**SOURCE DATA:**
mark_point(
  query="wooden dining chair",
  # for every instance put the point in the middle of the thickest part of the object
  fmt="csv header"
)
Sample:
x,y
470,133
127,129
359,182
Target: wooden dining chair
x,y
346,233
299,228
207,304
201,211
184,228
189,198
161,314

**WHAT IS EXPECTED:** Your response must consist of the entries, reproduced exactly.

**RESPONSE TO THE EXERCISE:**
mark_point(
  query="wooden dining chair",
  # for every instance put the point in the middle of the thickest part of the object
  fmt="csv header"
)
Sample:
x,y
470,133
127,129
359,182
Target: wooden dining chair
x,y
346,233
299,228
207,304
201,211
184,228
189,198
161,314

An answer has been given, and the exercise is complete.